**DATA SHOWN**
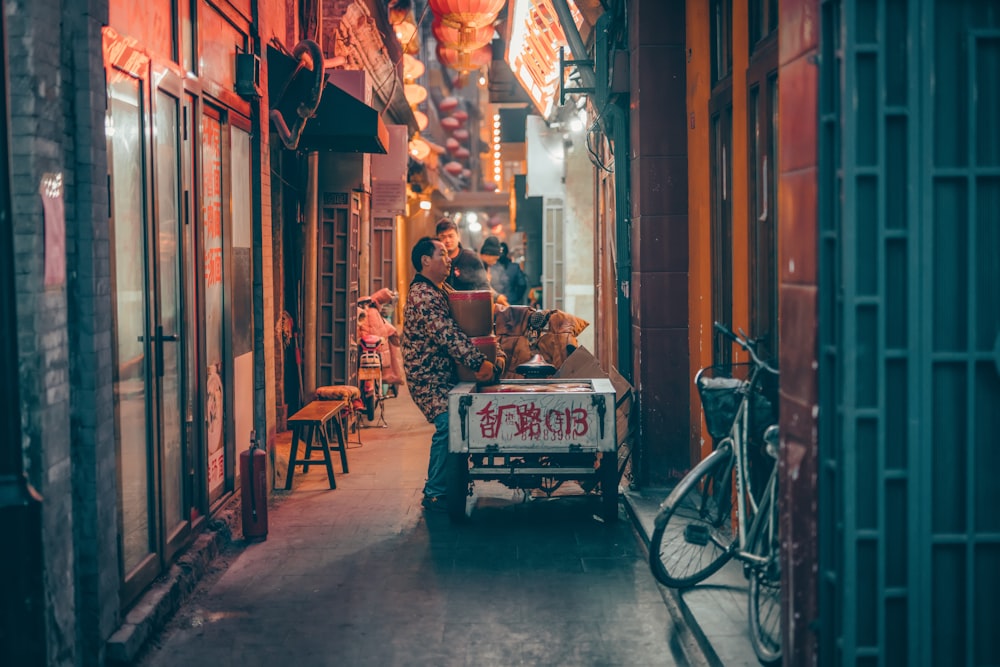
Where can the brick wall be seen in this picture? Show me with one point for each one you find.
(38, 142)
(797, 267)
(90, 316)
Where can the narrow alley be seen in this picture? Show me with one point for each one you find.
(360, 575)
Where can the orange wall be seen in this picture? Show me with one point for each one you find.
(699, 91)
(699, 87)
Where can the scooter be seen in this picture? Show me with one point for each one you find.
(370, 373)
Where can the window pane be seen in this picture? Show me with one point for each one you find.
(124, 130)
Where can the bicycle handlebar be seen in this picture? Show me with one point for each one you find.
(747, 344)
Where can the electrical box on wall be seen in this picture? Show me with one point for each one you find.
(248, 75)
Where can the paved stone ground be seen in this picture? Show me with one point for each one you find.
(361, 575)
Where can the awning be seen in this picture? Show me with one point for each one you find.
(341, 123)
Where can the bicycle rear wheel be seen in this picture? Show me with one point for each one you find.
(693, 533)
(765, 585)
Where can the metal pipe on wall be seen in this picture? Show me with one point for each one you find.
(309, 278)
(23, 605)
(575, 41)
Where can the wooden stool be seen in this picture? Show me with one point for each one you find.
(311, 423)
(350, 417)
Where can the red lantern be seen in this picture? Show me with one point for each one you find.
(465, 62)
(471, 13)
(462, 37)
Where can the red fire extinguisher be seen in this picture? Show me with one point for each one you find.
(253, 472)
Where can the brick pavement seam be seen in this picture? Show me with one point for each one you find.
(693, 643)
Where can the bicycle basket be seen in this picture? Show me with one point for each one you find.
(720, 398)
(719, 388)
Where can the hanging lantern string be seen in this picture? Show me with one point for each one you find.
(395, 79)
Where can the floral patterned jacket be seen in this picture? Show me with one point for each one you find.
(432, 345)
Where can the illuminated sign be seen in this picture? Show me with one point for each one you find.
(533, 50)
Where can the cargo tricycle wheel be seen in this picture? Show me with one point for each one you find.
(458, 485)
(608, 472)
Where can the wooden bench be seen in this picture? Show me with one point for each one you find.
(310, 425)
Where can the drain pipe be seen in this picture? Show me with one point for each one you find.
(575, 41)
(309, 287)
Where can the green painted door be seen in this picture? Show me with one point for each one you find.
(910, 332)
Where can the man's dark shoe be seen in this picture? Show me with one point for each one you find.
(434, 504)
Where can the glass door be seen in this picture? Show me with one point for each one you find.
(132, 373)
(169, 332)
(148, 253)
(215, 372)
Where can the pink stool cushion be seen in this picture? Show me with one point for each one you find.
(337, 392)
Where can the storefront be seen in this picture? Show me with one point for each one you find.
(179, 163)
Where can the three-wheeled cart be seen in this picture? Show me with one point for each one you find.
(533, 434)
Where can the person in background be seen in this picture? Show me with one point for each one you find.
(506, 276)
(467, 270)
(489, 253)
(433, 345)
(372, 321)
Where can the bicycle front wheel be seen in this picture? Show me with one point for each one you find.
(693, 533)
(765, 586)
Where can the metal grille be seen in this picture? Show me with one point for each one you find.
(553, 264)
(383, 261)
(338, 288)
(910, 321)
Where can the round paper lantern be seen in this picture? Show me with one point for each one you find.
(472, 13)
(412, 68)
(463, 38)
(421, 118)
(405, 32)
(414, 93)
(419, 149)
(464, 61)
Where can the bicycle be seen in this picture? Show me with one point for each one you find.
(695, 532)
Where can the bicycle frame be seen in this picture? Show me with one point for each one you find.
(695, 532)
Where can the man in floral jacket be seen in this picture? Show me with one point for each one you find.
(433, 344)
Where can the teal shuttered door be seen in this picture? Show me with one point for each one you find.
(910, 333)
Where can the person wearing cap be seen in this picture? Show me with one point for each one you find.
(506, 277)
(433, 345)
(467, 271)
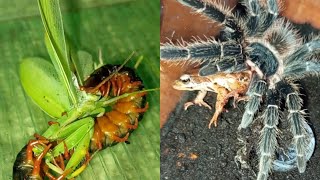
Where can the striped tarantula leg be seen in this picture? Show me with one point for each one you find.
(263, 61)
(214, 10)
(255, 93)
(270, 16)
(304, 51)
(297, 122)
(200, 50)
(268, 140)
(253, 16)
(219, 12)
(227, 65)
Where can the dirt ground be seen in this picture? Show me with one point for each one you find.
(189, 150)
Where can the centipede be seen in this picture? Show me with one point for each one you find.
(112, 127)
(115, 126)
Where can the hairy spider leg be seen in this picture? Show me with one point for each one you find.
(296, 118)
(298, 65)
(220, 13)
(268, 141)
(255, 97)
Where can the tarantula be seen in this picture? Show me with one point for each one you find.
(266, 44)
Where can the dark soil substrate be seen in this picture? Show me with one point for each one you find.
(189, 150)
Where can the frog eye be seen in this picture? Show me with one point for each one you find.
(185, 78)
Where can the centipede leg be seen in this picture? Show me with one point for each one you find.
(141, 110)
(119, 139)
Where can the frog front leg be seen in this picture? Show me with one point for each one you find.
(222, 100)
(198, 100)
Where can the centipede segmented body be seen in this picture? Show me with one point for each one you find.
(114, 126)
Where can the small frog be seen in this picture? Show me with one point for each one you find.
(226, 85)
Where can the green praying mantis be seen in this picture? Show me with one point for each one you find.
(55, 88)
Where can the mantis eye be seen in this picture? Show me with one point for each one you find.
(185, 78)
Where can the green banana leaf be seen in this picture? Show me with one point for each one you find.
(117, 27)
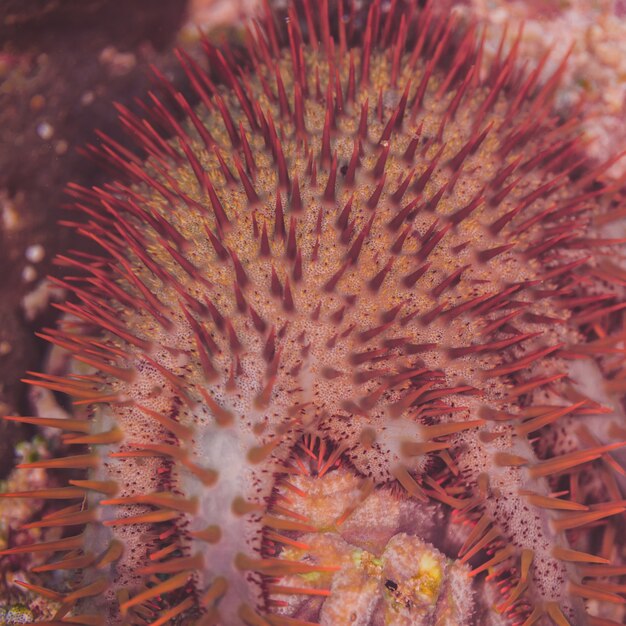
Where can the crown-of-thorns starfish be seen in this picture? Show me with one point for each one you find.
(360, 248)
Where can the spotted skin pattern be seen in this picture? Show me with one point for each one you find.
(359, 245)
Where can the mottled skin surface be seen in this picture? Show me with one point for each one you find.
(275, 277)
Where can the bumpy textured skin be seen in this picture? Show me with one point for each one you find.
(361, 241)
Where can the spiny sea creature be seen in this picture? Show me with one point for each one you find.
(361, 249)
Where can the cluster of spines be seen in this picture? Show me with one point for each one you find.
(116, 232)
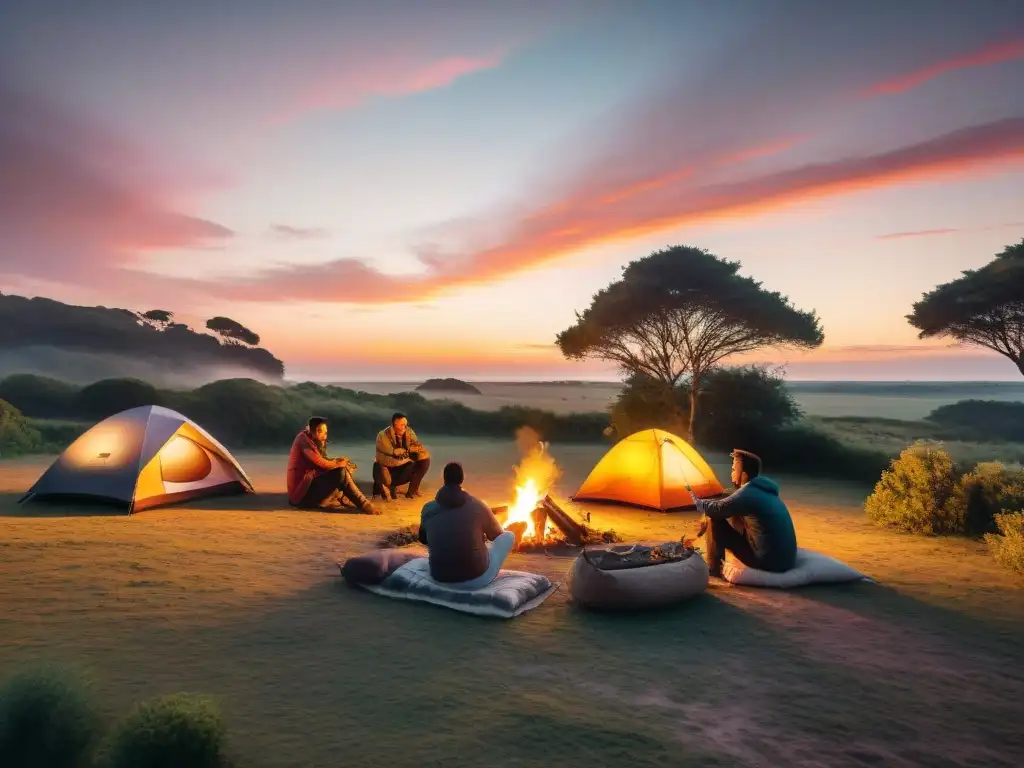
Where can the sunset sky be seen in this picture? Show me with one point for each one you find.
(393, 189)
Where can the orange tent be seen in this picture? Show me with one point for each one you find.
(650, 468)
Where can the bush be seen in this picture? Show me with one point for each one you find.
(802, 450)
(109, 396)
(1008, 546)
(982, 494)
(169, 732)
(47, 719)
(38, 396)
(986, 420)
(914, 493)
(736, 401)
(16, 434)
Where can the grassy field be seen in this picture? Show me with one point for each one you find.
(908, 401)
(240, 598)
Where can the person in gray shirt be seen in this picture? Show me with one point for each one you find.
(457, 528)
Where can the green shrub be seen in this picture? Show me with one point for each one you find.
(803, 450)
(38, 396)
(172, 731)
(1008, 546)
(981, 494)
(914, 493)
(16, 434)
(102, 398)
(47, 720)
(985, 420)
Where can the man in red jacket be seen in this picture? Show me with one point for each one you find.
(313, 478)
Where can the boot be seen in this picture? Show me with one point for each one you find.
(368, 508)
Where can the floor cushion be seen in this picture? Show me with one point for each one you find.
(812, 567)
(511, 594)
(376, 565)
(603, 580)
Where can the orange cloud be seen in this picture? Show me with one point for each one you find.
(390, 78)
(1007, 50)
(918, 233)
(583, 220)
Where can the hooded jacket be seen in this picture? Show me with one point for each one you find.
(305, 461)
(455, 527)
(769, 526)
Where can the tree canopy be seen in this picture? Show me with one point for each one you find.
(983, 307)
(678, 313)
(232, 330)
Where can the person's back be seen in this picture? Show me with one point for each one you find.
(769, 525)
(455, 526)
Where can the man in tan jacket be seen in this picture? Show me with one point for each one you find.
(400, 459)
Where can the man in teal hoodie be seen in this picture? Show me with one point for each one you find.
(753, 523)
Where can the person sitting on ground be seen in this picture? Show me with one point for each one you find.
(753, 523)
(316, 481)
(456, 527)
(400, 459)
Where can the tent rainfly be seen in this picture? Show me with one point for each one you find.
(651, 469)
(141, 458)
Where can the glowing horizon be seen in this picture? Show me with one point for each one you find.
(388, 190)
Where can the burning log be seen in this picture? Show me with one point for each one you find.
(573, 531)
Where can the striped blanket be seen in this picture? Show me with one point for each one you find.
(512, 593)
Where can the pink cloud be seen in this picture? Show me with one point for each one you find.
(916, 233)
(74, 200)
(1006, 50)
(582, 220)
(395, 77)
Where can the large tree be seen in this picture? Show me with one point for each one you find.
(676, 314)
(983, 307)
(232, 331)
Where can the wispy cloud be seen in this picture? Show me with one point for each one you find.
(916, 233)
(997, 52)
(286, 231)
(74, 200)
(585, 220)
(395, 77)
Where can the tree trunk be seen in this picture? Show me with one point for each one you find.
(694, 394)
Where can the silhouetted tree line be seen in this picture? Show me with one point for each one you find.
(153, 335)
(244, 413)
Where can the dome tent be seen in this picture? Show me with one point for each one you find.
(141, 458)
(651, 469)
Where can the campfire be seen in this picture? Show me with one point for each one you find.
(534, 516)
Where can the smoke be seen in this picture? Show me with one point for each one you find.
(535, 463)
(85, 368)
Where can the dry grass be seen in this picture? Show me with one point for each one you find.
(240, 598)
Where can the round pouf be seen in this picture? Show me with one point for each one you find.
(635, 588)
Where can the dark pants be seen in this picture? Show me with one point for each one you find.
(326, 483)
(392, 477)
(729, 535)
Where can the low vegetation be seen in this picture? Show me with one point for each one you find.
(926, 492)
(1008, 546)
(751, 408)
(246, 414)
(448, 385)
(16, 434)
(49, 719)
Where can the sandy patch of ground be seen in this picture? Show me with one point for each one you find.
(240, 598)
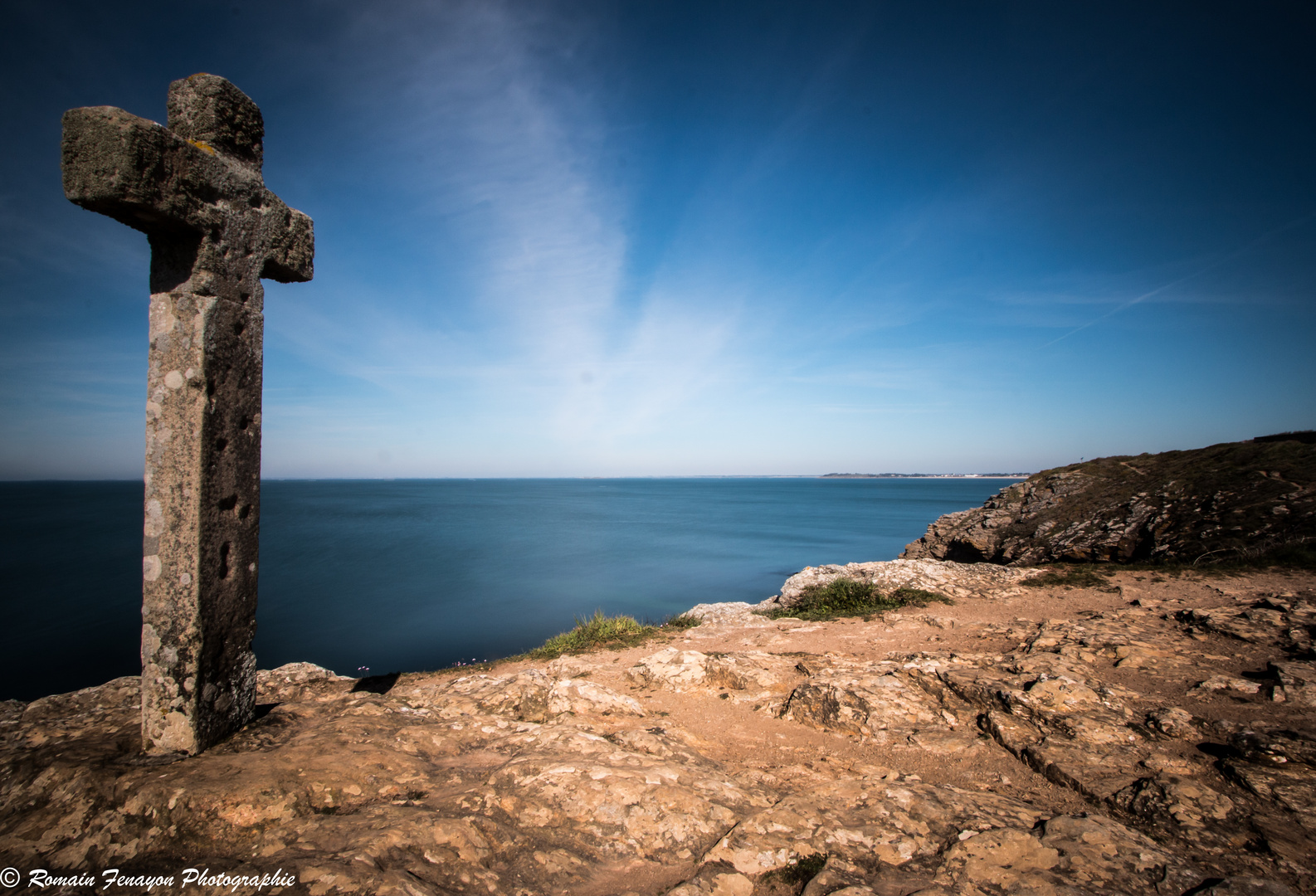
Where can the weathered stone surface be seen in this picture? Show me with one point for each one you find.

**EXERCISE PROMPT**
Reproduce the lines above, exactly and exclusively, from the line containing "Where can the tree trunk" down to the last line, both included; pictures are not part of the copy.

**RESULT OF THE EXERCISE**
Where can the tree trunk be seen in this picture? Show me with one point for each one you find.
(694, 394)
Where can the silhouetted tree line be seen in this picture? Show me with one point for each one you find.
(153, 335)
(244, 413)
Where can the dome tent be seen in this picture? Show me with one point for each one you find.
(141, 458)
(651, 469)
Where can the campfire be seen in this picture? Show me with one point for each one you find.
(534, 516)
Where can the smoke be seen in this picture? Show me with one point for each one you find.
(535, 463)
(85, 368)
Where can the dry grass be seen in this picture? Show me with one point for each one you find.
(240, 598)
Where can the round pouf be seen in this picture? Show me with one point for each one you find.
(635, 588)
Where can the dark pants be seen in this picture? Show me with one point for each one you find.
(326, 483)
(392, 477)
(729, 535)
Where can the low vegetation be seen in this picture? Show me with one point for each one you find.
(926, 492)
(1008, 546)
(751, 408)
(246, 414)
(448, 385)
(16, 434)
(49, 719)
Where can the sandy patch of ground be seen in this picture? Show me with one point for each one you find.
(240, 598)
Where can the weathered stone surface be seen in this picture? Show me with one point for each one you find.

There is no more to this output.